===== Material provided

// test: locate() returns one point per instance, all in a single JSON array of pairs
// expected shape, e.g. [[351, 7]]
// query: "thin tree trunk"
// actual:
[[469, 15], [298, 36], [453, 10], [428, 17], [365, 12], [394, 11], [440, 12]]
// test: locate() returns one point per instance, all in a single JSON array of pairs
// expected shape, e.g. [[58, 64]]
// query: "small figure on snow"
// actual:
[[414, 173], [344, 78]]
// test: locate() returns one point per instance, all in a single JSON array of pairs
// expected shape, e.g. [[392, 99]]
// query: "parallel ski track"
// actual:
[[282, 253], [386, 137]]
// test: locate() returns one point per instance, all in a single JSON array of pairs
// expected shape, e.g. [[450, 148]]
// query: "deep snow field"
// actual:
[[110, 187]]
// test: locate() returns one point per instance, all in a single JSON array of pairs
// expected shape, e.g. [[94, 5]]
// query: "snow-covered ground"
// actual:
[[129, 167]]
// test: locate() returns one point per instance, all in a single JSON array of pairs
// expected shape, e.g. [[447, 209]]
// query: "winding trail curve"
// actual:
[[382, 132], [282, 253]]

==========

- _What needs to be done_:
What you should produce is an exact restatement of all the material.

- _Exercise result_:
// test: locate() returns one point per instance, all in a single JSON array of pairs
// expected shape, e.g. [[351, 7]]
// query: "thin tree trunk"
// actual:
[[469, 15], [298, 36], [453, 10], [428, 17], [365, 12], [394, 11], [440, 12]]
// test: locate() returns one point per instance, all in a single JSON array of pairs
// expected shape, e.g. [[58, 64]]
// query: "small figure on snow"
// actual:
[[414, 173], [344, 78]]
// test: locate() returns one point per instance, all in a single JSON array of pairs
// expected shape, e.g. [[392, 99]]
// query: "parallel ski track"
// actual:
[[282, 253], [386, 137]]
// test: locate() returns one point per instance, all in a single JSON array of pairs
// expected shape, e.g. [[450, 148]]
// query: "deep snow field"
// actual:
[[110, 187]]
// test: locate() returns one point per instance, all in a single JSON array of pairs
// expected shape, e.g. [[94, 5]]
// query: "snow-covered ground"
// actual:
[[129, 167]]
// test: locate() returns one point per instance, all in a single JSON array of pairs
// expected shape, e.g. [[447, 209]]
// query: "winding trail curve"
// actual:
[[382, 132], [282, 253]]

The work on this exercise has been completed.